§ **SHORT TASK 1**: Rewrite the passage on the Cerealia, starting with "The Cerealia, which" and going on through "forbidden blood sacrifice.", and replace "fire brands" with "torches".
--- start TEXT SEGMENT ---
The Cerealia, which fell on April 19, was in the main a Greek festival; but there was undoubtedly an underlying element of genuine Roman religion, magic in character, of which the fox ritual may have been a reminiscence. At this festival in the city, fire brands were tied to the tails of foxes, which were then turned loose in the Circus Maximus. No satisfactory explanation of this rite has been forthcoming, but it is undoubtedly a survival of the age of magic; perhaps the rite was intended to ward off the parching heat of the sun during the summer. If this is so, the worshippers were following the well-known principle of 'sympathy', or 'sympathetic magic'. A statement in Ovid, Fasti 1.349-350, that Ceres was the first to receive the sacrifice of an animal, points to extreme antiquity, when the taboo on blood in the age of magic would have forbidden blood sacrifice.
--- end TEXT SEGMENT ---
--- start DATA LINES ---
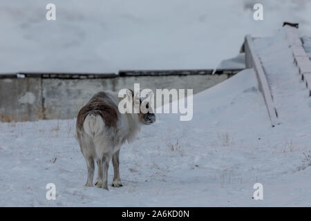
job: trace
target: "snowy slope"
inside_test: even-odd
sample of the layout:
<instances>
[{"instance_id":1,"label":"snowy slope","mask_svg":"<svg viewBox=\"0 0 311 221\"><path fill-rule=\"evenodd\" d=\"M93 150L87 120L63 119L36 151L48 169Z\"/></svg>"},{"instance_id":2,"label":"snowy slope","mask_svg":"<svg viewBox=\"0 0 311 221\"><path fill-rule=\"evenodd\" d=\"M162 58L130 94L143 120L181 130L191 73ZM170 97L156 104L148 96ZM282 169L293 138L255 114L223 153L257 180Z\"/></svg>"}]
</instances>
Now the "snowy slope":
<instances>
[{"instance_id":1,"label":"snowy slope","mask_svg":"<svg viewBox=\"0 0 311 221\"><path fill-rule=\"evenodd\" d=\"M0 73L212 68L237 55L246 34L271 36L283 21L311 32L308 0L0 1Z\"/></svg>"},{"instance_id":2,"label":"snowy slope","mask_svg":"<svg viewBox=\"0 0 311 221\"><path fill-rule=\"evenodd\" d=\"M311 119L272 128L252 70L196 95L194 108L190 122L158 114L124 145L124 186L109 191L84 186L75 120L1 123L0 206L311 206ZM256 182L263 200L252 199Z\"/></svg>"}]
</instances>

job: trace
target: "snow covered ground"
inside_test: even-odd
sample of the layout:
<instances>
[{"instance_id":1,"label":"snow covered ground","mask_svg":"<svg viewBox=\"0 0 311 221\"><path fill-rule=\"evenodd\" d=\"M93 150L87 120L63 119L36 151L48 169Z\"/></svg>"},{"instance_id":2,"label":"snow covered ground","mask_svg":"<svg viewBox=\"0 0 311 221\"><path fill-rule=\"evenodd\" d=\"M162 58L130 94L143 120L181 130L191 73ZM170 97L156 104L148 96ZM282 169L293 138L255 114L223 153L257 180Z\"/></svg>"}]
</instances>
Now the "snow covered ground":
<instances>
[{"instance_id":1,"label":"snow covered ground","mask_svg":"<svg viewBox=\"0 0 311 221\"><path fill-rule=\"evenodd\" d=\"M246 34L272 36L284 21L311 32L309 0L0 1L0 73L213 68L236 57ZM301 35L302 36L302 35Z\"/></svg>"},{"instance_id":2,"label":"snow covered ground","mask_svg":"<svg viewBox=\"0 0 311 221\"><path fill-rule=\"evenodd\" d=\"M124 145L124 186L109 191L84 186L75 120L1 123L0 206L311 206L308 115L272 128L252 69L196 95L194 108L189 122L158 114ZM252 198L256 182L263 200Z\"/></svg>"},{"instance_id":3,"label":"snow covered ground","mask_svg":"<svg viewBox=\"0 0 311 221\"><path fill-rule=\"evenodd\" d=\"M55 23L37 2L0 2L1 72L211 68L246 33L273 35L288 19L311 28L307 1L263 1L261 23L251 1L55 1ZM282 32L255 41L281 125L271 127L255 73L243 70L194 95L191 121L158 114L125 144L122 188L84 186L75 119L0 123L0 206L311 206L311 100L285 44ZM111 165L109 184L113 175ZM46 199L51 182L56 200ZM252 198L257 182L263 200Z\"/></svg>"}]
</instances>

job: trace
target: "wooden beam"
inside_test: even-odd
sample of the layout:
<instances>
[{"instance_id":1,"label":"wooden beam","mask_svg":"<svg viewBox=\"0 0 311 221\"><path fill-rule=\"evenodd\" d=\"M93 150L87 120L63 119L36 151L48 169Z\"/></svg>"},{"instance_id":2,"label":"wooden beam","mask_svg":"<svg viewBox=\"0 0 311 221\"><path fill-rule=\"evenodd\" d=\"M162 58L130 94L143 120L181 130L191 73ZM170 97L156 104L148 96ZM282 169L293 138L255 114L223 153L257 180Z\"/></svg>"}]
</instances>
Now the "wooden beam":
<instances>
[{"instance_id":1,"label":"wooden beam","mask_svg":"<svg viewBox=\"0 0 311 221\"><path fill-rule=\"evenodd\" d=\"M250 35L246 35L244 43L245 51L245 63L247 68L254 68L257 77L258 88L265 100L267 110L272 126L280 124L278 118L277 111L272 100L272 96L269 88L267 77L265 76L259 57L255 53L254 42Z\"/></svg>"}]
</instances>

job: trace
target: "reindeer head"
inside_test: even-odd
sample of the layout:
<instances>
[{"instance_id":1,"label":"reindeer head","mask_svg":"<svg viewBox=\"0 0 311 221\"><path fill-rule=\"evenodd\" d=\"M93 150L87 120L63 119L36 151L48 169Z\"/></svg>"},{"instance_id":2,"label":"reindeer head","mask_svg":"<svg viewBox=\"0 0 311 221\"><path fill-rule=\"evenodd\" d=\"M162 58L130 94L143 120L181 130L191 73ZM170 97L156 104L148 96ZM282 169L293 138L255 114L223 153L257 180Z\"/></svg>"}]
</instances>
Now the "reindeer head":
--- end DATA LINES ---
§ **SHORT TASK 2**: Find each line of the records that contains the string "target", and copy those lines.

§ **EXPECTED OUTPUT 1**:
The Cerealia, which fell on April 19, was in the main a Greek festival; but there was undoubtedly an underlying element of genuine Roman religion, magic in character, of which the fox ritual may have been a reminiscence. At this festival in the city, torches were tied to the tails of foxes, which were then turned loose in the Circus Maximus. No satisfactory explanation of this rite has been forthcoming, but it is undoubtedly a survival of the age of magic; perhaps the rite was intended to ward off the parching heat of the sun during the summer. If this is so, the worshippers were following the well-known principle of 'sympathy', or 'sympathetic magic'. A statement in Ovid, Fasti 1.349-350, that Ceres was the first to receive the sacrifice of an animal, points to extreme antiquity, when the taboo on blood in the age of magic would have forbidden blood sacrifice.

§ **EXPECTED OUTPUT 2**:
target: "snowy slope"
target: "snow covered ground"
target: "wooden beam"
target: "reindeer head"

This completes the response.